*Goal of the exercise*. Identify every line in the entries below that contains the string "bbox" and copy each of those lines.

*Provided material*.
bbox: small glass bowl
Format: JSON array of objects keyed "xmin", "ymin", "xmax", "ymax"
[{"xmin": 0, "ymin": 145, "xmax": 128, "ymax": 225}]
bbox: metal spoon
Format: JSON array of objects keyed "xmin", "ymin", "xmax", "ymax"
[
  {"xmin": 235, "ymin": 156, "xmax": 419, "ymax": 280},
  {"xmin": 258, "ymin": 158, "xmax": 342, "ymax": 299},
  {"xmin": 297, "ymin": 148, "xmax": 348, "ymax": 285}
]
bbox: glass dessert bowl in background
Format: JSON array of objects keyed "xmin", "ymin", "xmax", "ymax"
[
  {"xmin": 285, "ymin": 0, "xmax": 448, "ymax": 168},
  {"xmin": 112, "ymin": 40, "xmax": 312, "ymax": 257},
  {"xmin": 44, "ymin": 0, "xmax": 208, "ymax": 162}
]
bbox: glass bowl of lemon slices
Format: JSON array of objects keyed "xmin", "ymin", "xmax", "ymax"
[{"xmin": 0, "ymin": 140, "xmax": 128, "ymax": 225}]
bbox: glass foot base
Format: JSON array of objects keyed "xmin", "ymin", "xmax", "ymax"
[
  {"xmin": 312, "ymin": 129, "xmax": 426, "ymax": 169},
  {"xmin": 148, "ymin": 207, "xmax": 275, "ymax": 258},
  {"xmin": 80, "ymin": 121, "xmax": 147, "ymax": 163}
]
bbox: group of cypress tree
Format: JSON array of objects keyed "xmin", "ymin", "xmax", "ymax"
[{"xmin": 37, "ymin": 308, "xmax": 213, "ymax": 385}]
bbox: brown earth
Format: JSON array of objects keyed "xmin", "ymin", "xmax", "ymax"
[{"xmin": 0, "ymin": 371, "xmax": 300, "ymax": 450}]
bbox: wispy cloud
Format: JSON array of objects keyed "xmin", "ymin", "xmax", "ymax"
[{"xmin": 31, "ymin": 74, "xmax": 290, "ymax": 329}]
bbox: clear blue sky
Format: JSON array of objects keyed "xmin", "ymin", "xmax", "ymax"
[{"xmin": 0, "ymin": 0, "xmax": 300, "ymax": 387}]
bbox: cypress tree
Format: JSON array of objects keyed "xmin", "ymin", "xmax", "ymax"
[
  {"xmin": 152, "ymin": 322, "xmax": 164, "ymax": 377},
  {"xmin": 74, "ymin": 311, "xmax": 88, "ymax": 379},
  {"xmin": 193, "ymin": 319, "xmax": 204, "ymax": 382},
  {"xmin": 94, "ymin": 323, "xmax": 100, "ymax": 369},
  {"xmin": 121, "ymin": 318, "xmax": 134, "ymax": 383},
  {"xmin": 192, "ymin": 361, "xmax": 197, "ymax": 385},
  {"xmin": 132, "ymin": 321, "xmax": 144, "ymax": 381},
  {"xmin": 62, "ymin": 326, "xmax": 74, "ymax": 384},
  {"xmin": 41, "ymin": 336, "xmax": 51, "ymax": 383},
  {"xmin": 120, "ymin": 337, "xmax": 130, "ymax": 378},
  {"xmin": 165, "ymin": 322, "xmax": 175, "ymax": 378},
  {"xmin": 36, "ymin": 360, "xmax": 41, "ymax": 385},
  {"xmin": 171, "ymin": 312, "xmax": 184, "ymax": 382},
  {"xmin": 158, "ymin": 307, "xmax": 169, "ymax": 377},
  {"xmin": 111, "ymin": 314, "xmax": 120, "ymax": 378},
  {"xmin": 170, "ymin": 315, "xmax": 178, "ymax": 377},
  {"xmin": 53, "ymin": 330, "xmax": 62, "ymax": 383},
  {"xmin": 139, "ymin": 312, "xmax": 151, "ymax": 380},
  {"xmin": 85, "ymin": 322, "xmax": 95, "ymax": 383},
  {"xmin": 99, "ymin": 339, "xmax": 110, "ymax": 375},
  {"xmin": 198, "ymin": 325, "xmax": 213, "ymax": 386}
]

*Task solution*.
bbox: small glass bowl
bbox: metal spoon
bbox: glass dessert bowl in background
bbox: glass bowl of lemon slices
bbox: glass foot base
bbox: group of cypress tree
bbox: brown earth
bbox: wispy cloud
bbox: clear blue sky
bbox: cypress tree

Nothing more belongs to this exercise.